TASKS
a – Restate the paragraph that begins "But what he said is one of the most effective tools" from the conversation about using profanity in writing in one shorter sentence, keeping its main points.
b – Extend the conversation about using profanity in writing beyond its final line.

TEXT PASSAGE
◆ ◆ ◆ ◆ ◆

There was a bunch of us in the car.

Speaker B:

So there's four riders in a car.

Speaker B:

And, like, it's.

Speaker B:

It's good opportunity for tradecraft.

Speaker B:

It's also a really good opportunity to, you know, really over the top with the jokes.

Speaker B:

But anyway, he gave this really sterling piece of advice to me, which is like, limit your shits and your fucks.

Speaker B:

And what he meant by that was, when you're.

Speaker B:

My characters tend to be a little bit on the profane side.

Speaker B:

But what he said is one of the most effective tools for him is to save the profanity for those big twists, only for those huge moments, only for those climactic things.

Speaker B:

He said almost treat it like a PG13 movie where you only get one or two per film.

Speaker B:

And he said if you drop it strategically, you know, again, in terms of the audience, like, it's.

Speaker B:

It's a switch up, it heightens the impact.

Speaker B:

And so immediately after we had this conversation, I'm in front of my laptop, we're in this beautiful cabin in the.

Speaker B:

Literally the middle of nowhere, and, like, I'm just doing, like, a word replace for every single profanity I can find.

Speaker B:

And, like, so I limited it down to.

Speaker B:

I think.

Speaker B:

I think there's only like, three.

Speaker B:

And they all come during those, like, strategic pressure points.

Speaker A:

Sure.

Speaker B:

In the book.

Speaker B:

And I thought that was really.

Speaker B:

I mean, in terms of, like, tact, a lot of writerly advice I think gets a little bit nebulous.

Speaker B:

But that was like.

Speaker B:

In terms of, like, good tactical advice.

Speaker B:

That's the thing that I now tell people when they ask, you know, and of course, if they write cozies, they're immediately offended, you know, because, you know.

Speaker B:

Yeah.

Speaker A:

But otherwise, well, what I like about that and what triggers my thought, Nick, is that when I see a standup comic and they Come out of the gate swearing like a sailor.

Speaker A:

And.

Speaker A:

And I.

Speaker A:

I got no problem with swear words.

Speaker A:

It's just a word in our English language, but diminishes it for me a little bit.

Speaker A:

It feels lazy, like any.

Speaker A:

Well, anybody can do that.

Speaker A:

So that when I find them actually removing that and then punctuating just a couple of moments to your point that are just dead on, then the heft of that word that is then out of character really makes the impact.

Speaker B:

Yeah, no, absolutely.

Speaker B:

It's a good technique.

Speaker A:

All right, I'm going to take a short break because I need to take care of my sponsor work here.

Speaker A:

When we come back, we're talking about an article out of Substack.

Speaker A:

And I'm going to hit my favorite lines out of Nick's book.

Speaker A:

Of course, it's where the Bones Lie.

◆ ◆ ◆ ◆ ◆

DATA EXTRACT
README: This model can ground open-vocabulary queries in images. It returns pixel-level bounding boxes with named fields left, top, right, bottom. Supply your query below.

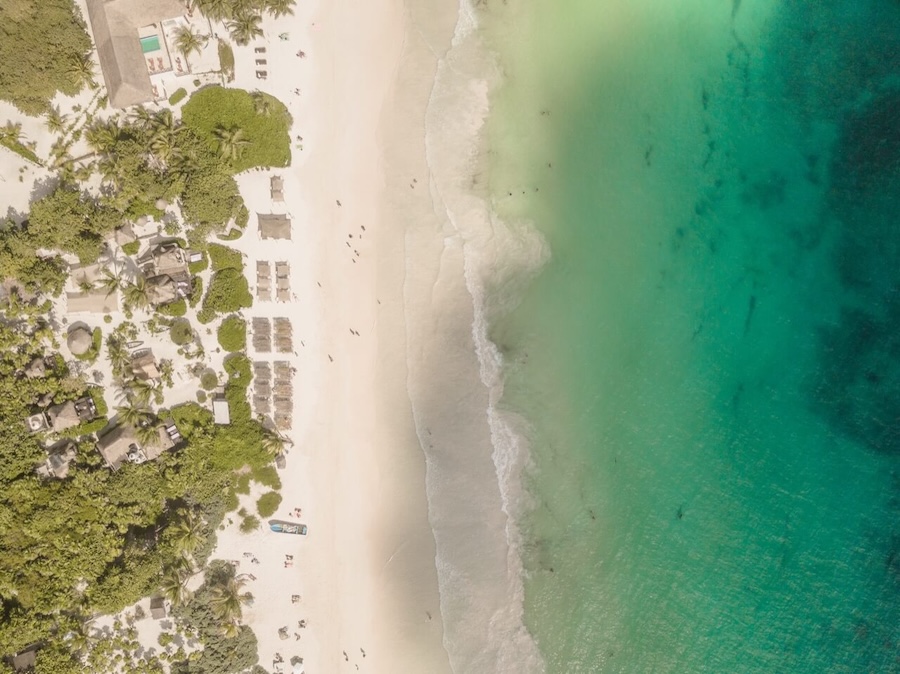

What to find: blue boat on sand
left=269, top=520, right=307, bottom=536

◆ ◆ ◆ ◆ ◆

OUTPUTS BY TASK
a – He said one of his most effective tools is saving profanity for the big twists, huge moments and climactic points.

b –
Speaker A:

Stay with us.

Speaker A:

And welcome back.

Speaker A:

I'm with Nick Kolakowski.

Speaker A:

The book is where the Bones Lie.

Speaker A:

And as promised, I'm going to read some of my favorite lines.

Speaker A:

By the way, I did want to ask you if you.

Speaker A:

And this would be very personal, but that book that you referenced before the break that has your classic humor lines.

Speaker A:

Do you ever share those or do you.

Speaker A:

Do you think you could pick up the book and pull out one line that you went, oh, I could.

Speaker B:

I could.

Speaker B:

While you're, while you're sorting that out, let me see.

Speaker A:

Do this.

Speaker B:

Let me see if I can find a good way as we search for ours.

Speaker B:

See, this is moleskins carried around.

Speaker B:

I've got.

Speaker B:

The problem is that they're not labeled either, so.

Speaker B:

And you've also got my handwriting.

Speaker A:

Oh, God, I can't read that.

Speaker B:

I know.

Speaker B:

Horrific.

Speaker B:

I guess it.

Speaker B:

You know, if anyone ever actually steals one of these things for whatever God forsaken reason you're never gonna be able to find.

Speaker B:

So, for example, mankind cannot live on library vending machine pretzels alone.

Speaker B:

I mean, like, some of these are just like.

Speaker B:

I.

Speaker B:

ght this was funny circa like:

Speaker B:

I would say let's move on.

Speaker A:

Okay.

Speaker B:

You're passing nothing.

Speaker B:

Yeah, nothing's really chopping.

Speaker B:

Yeah.

Speaker A:

All right.

Speaker A:

Well, now there's a scene early on that I won't give anything away, but it has to do with a particular food I'm not aware of.

Speaker A:

And I lived in LA three different times, so I'm kind of surprised.

Speaker A:

Unless this is you.

Speaker A:

You just took your randomness and made.

Speaker A:

Made this up.

Speaker A:

The sight of all those empty JoJo Korean fried chicken containers, it triggered a ravenous hunger they had the best chicken tenders for miles around, in my humble opinion.

Speaker A:

And their special sauce was more addictive than heroin.

Speaker A:

It was the perfect food to order when you were so stoned you thought the cat was communicating with you telepathically.

Speaker A:

I love that line.

Speaker A:

Is there a real JoJo's Fried Chicken?

Speaker B:

This is actually a suggestion for people who live in New York.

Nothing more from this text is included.